→ WORK REQUEST
Pictures aside, repeat every entry exactly.

Records from a dataset
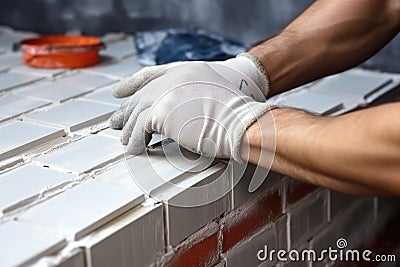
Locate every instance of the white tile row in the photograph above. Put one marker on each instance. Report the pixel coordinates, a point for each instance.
(20, 136)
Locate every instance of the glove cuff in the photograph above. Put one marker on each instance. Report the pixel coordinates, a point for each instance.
(257, 63)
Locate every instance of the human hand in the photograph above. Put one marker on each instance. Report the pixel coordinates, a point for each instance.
(243, 72)
(193, 104)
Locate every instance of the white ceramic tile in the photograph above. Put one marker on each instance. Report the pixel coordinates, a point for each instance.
(87, 80)
(245, 253)
(24, 184)
(18, 137)
(73, 115)
(110, 133)
(353, 83)
(160, 166)
(243, 174)
(105, 96)
(85, 155)
(84, 208)
(134, 239)
(190, 204)
(313, 102)
(118, 69)
(23, 244)
(10, 162)
(10, 60)
(76, 259)
(14, 105)
(38, 72)
(10, 80)
(66, 88)
(119, 49)
(120, 175)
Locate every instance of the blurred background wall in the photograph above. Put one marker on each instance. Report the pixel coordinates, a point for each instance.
(243, 20)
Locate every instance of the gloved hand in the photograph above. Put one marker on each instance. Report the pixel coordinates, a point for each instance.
(243, 72)
(193, 104)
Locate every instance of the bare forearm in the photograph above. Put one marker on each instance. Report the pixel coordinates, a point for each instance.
(358, 153)
(329, 37)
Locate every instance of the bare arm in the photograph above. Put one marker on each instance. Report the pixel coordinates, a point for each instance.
(328, 37)
(357, 153)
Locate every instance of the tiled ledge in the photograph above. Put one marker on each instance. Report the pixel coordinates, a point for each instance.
(67, 193)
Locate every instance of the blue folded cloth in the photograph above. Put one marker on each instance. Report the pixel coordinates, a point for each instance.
(171, 45)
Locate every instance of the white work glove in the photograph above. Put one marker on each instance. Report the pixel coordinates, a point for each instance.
(193, 104)
(243, 72)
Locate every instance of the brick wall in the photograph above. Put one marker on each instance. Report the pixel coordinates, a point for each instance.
(288, 215)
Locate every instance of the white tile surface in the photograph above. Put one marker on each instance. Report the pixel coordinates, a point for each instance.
(24, 184)
(38, 72)
(119, 49)
(73, 115)
(23, 244)
(10, 162)
(66, 88)
(160, 166)
(117, 69)
(313, 102)
(134, 239)
(10, 80)
(85, 155)
(84, 208)
(189, 206)
(243, 174)
(14, 105)
(18, 137)
(105, 96)
(110, 133)
(353, 83)
(10, 60)
(119, 175)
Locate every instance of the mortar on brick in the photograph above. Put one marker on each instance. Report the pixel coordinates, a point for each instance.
(250, 217)
(200, 249)
(245, 253)
(307, 217)
(355, 225)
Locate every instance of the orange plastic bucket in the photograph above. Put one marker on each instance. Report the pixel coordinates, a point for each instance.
(61, 51)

→ OUTPUT FOR THIS EXERCISE
Locate every instance of the white tile row in the photograph above. Put one marker on each instance. Report the pixel coordinates, a point for each instance.
(20, 136)
Locate every instance of the glove cuff in the photograph above. Put one marker on each instance. Report the pixel coordinates, a point for each instance.
(257, 63)
Locate every instance of the human hand in the photograph above. Put one marker on each instance. Report the pixel coordinates, a point for each instance.
(243, 72)
(193, 104)
Locate every instance of the white ceramic tile in the photograph above. Put one marker on each instance. Report the pixel coordinates, a point for each instance.
(87, 80)
(245, 253)
(24, 184)
(18, 137)
(73, 115)
(110, 133)
(353, 83)
(160, 166)
(243, 174)
(105, 96)
(85, 155)
(84, 208)
(134, 239)
(190, 204)
(313, 102)
(118, 69)
(23, 244)
(10, 162)
(10, 60)
(76, 259)
(14, 105)
(38, 72)
(10, 80)
(66, 88)
(119, 49)
(120, 175)
Locate every instance of the blurred background wall in the photograph above. Put one marker on each instance. Report the pixel coordinates, a point for each instance.
(243, 20)
Locate every instance of the gloved hand in the photograph above. Put one marker on each instance. Report the pixel coordinates, a point for each instance.
(243, 72)
(193, 104)
Locate every instance of the bare forearm in the photograph above. Put one marker on each instance. Report the pixel coordinates, a point for each instance.
(358, 153)
(329, 37)
Locate every instance of the bare arm in the photograph above. Put one marker on each instance. Report the pixel coordinates, a point for each instance.
(328, 37)
(357, 153)
Locate every instance of the tiled ledge in the photograph above. Put one marker on each instance. Report the pixel coordinates, a point for each instance.
(67, 193)
Locate every instance of the blue folded cloth in the photograph above. Put one marker on each instance. Report the pixel coordinates, a point for each instance.
(171, 45)
Locate every instance of the white work glove in the photograph above. Put one marker on each instance. Report the pixel coordinates, a point for each instance.
(193, 104)
(243, 72)
Locate every instance of the brick wall in the photograph above. Put one marker on each instance. Report the pixel coordinates, a point for each instance.
(288, 215)
Locate every instance of the white tile surface in the photograph above. Put one marker on each instance. Report the pixel coordinates, a point for each instance.
(24, 184)
(38, 72)
(119, 49)
(73, 115)
(23, 244)
(10, 162)
(66, 88)
(160, 166)
(117, 69)
(313, 102)
(134, 239)
(10, 80)
(85, 155)
(84, 208)
(189, 206)
(243, 174)
(14, 105)
(18, 137)
(105, 96)
(110, 133)
(353, 83)
(10, 60)
(119, 175)
Locate every instance of the mortar on brick in the photograph above. Put one marker on each instance. Report the pixel coordinates, a point for each instance.
(250, 217)
(200, 249)
(245, 253)
(307, 217)
(355, 225)
Locate every instance of the orange plastic bucket in the photograph above. Put one marker on each instance. Report the pixel coordinates, a point for each instance.
(61, 51)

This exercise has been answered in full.